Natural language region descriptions
--- --- ---
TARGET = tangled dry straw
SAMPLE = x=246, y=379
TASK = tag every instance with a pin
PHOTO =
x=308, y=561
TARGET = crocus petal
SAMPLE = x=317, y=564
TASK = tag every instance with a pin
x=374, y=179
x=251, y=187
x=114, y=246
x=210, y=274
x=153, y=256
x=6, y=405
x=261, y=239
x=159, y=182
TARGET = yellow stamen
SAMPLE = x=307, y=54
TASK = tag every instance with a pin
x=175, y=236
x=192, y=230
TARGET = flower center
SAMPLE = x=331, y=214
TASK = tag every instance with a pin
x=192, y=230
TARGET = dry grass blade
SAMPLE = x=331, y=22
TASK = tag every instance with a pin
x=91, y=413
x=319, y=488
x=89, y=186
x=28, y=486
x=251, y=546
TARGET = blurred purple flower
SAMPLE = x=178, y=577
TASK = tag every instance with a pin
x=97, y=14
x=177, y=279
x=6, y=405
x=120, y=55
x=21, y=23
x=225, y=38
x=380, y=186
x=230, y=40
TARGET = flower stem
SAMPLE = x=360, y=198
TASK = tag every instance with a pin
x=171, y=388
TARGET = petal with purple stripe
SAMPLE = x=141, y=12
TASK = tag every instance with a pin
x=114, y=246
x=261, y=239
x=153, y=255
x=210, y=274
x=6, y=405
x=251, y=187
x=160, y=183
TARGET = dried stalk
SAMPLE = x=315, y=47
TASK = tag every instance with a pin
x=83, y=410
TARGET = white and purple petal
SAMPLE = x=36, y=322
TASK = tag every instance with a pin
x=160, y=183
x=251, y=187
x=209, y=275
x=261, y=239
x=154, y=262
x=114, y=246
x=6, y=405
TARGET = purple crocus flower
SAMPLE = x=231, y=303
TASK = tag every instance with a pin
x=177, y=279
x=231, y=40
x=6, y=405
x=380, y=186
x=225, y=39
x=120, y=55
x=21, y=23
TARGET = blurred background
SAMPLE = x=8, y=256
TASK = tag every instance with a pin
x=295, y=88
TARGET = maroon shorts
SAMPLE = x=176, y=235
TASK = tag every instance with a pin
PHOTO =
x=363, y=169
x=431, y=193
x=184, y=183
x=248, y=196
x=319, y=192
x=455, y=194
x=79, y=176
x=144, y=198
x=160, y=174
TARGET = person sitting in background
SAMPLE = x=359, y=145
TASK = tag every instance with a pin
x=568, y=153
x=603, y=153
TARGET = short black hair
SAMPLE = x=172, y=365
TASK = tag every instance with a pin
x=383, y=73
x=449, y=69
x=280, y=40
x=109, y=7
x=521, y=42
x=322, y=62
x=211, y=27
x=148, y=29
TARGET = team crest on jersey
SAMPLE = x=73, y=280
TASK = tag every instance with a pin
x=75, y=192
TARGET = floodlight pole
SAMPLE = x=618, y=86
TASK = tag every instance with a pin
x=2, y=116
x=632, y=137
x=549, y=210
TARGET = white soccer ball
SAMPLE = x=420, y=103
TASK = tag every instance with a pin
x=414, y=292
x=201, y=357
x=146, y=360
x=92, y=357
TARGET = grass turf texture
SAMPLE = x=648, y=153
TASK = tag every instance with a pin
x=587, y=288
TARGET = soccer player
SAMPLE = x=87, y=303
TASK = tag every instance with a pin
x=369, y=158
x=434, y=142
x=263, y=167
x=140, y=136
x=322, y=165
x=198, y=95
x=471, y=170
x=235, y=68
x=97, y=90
--- --- ---
Every record, start to finish: reproduce it word for word.

■ **REPLY**:
TARGET = tangled dry straw
SAMPLE = x=246, y=379
TASK = tag every instance with a pin
PHOTO =
x=308, y=561
TARGET = crocus petal
SAMPLE = x=317, y=564
TASK = tag every instance with a pin
x=374, y=179
x=251, y=187
x=114, y=246
x=210, y=274
x=153, y=256
x=6, y=405
x=261, y=239
x=159, y=182
TARGET = yellow stamen
SAMPLE = x=307, y=54
TASK = tag every instance with a pin
x=175, y=236
x=192, y=230
TARGET = flower center
SAMPLE = x=331, y=214
TASK = tag every instance with a pin
x=192, y=230
TARGET = dry grass blade
SAMPLE = x=331, y=22
TASK = tag every instance with a pin
x=91, y=413
x=319, y=488
x=89, y=186
x=28, y=486
x=251, y=546
TARGET = blurred purple flower
SAMPLE = x=178, y=577
TASK = tag every instance with a pin
x=97, y=14
x=177, y=279
x=6, y=405
x=120, y=55
x=21, y=23
x=225, y=38
x=380, y=186
x=230, y=40
TARGET = flower stem
SAMPLE = x=360, y=198
TASK = tag every instance with a pin
x=171, y=388
TARGET = petal with purple stripe
SAMPLE = x=141, y=12
TASK = tag every instance with a pin
x=114, y=246
x=261, y=239
x=153, y=255
x=210, y=274
x=6, y=405
x=251, y=187
x=160, y=183
TARGET = dried stalk
SAMPLE = x=315, y=47
TASK = tag every instance with a pin
x=83, y=410
TARGET = white and purple petal
SAMPLE = x=36, y=322
TASK = tag every instance with a pin
x=160, y=183
x=251, y=187
x=209, y=275
x=261, y=239
x=154, y=262
x=114, y=246
x=6, y=405
TARGET = purple crocus flower
SAMPLE = x=231, y=303
TASK = tag every instance with a pin
x=177, y=279
x=231, y=40
x=6, y=405
x=380, y=186
x=225, y=39
x=120, y=55
x=21, y=23
TARGET = blurred background
SAMPLE = x=8, y=256
TASK = tag every instance with a pin
x=295, y=88
TARGET = maroon shorts
SAMPLE = x=176, y=235
TASK = tag every instance with a pin
PHOTO =
x=363, y=169
x=431, y=193
x=184, y=183
x=248, y=196
x=319, y=192
x=455, y=194
x=79, y=176
x=144, y=198
x=160, y=174
TARGET = person sitting in background
SAMPLE = x=359, y=145
TASK = tag every instance with a pin
x=568, y=153
x=603, y=153
TARGET = short black hair
SAMPLE = x=172, y=365
TASK = tag every instance with a pin
x=383, y=73
x=449, y=69
x=280, y=40
x=109, y=7
x=521, y=42
x=322, y=62
x=211, y=27
x=148, y=29
TARGET = team crest on jersey
SAMPLE = x=73, y=280
TASK = tag every instance with a pin
x=75, y=192
TARGET = floodlight pole
SAMPLE = x=618, y=86
TASK = tag every instance with a pin
x=2, y=116
x=632, y=137
x=549, y=210
TARGET = white soccer ball
SAMPLE = x=420, y=103
TASK = tag every instance with a pin
x=414, y=292
x=201, y=357
x=146, y=360
x=92, y=357
TARGET = grass turf texture
SAMPLE = x=648, y=153
TASK = tag every instance with a pin
x=587, y=288
TARGET = soccer player
SAMPLE = x=87, y=303
TASK = tag every instance with a pin
x=369, y=158
x=434, y=142
x=263, y=167
x=140, y=136
x=322, y=165
x=198, y=95
x=471, y=170
x=235, y=68
x=97, y=90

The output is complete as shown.